| Challenge |
Copy every line of the listing below from the line with "Tag golden cherub" to the line with "300, 16, 348, 93", both included. Add -12 to each bounding-box coordinate, and leave the sample numbers after "e.g." unchanged.

| Supplied records |
····················

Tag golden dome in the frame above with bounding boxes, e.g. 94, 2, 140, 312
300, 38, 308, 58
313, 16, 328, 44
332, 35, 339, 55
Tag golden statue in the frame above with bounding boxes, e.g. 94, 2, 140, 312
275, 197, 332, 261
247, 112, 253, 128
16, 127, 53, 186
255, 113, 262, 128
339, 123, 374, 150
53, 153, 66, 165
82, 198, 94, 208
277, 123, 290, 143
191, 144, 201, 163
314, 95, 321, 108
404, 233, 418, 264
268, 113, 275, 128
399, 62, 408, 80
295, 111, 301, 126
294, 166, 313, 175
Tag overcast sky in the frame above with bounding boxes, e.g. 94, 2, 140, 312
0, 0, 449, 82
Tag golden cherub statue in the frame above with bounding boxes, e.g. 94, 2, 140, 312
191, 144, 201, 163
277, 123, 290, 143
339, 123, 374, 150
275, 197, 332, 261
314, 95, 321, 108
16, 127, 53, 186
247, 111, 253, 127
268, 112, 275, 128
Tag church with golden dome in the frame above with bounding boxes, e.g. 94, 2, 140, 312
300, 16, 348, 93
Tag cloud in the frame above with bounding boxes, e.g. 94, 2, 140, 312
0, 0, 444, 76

····················

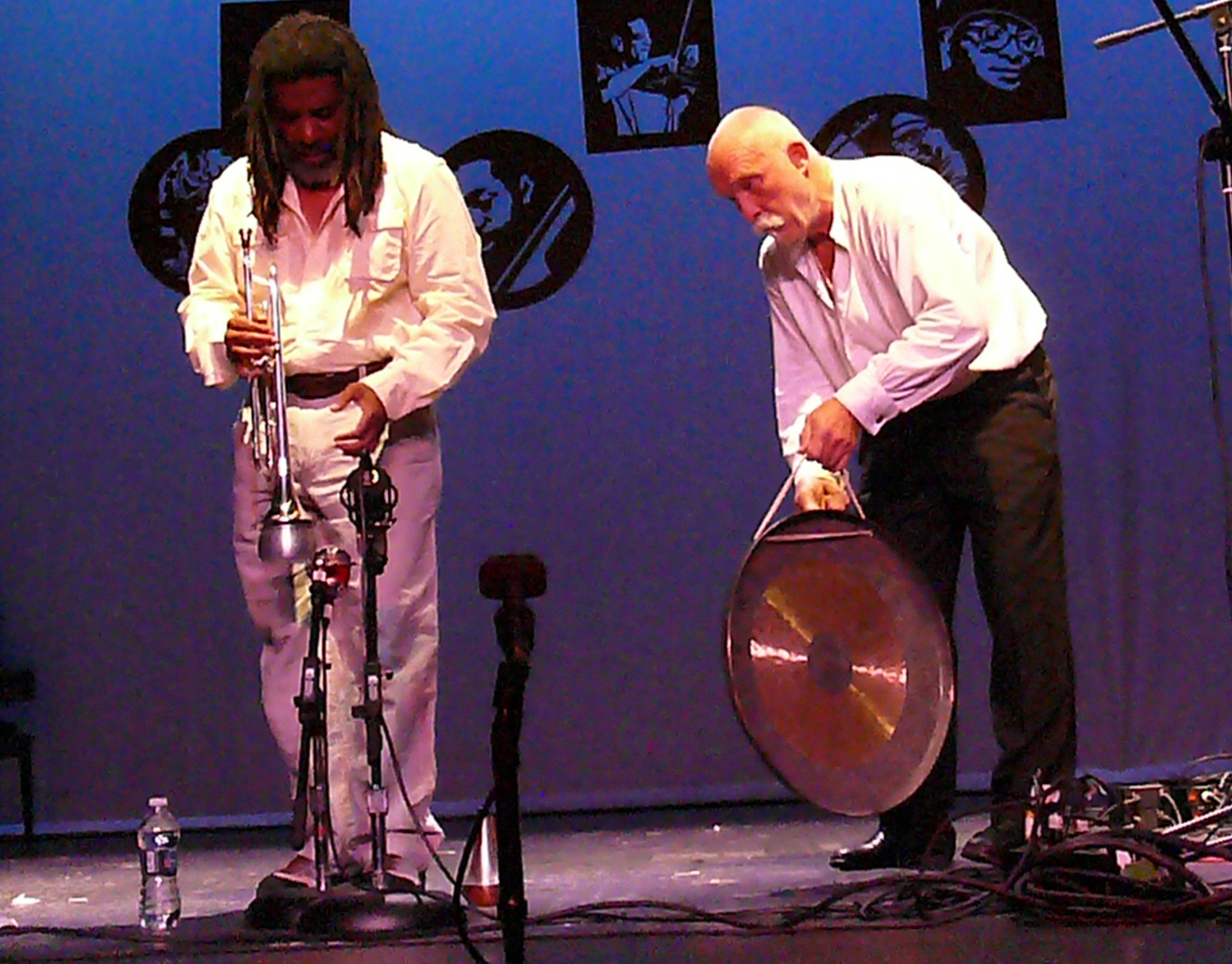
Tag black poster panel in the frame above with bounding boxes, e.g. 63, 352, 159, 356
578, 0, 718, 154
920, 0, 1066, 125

····················

| Exercise solution |
Tag golden cherub statue in the frame above with bounding boxes, e.g. 94, 2, 140, 312
179, 132, 189, 151
265, 111, 278, 131
327, 111, 362, 138
263, 185, 320, 249
302, 83, 309, 96
4, 115, 41, 174
235, 99, 241, 115
256, 100, 263, 116
Tag church with golden dome in the frame above with bounding boxes, e.g. 94, 2, 140, 312
288, 4, 336, 81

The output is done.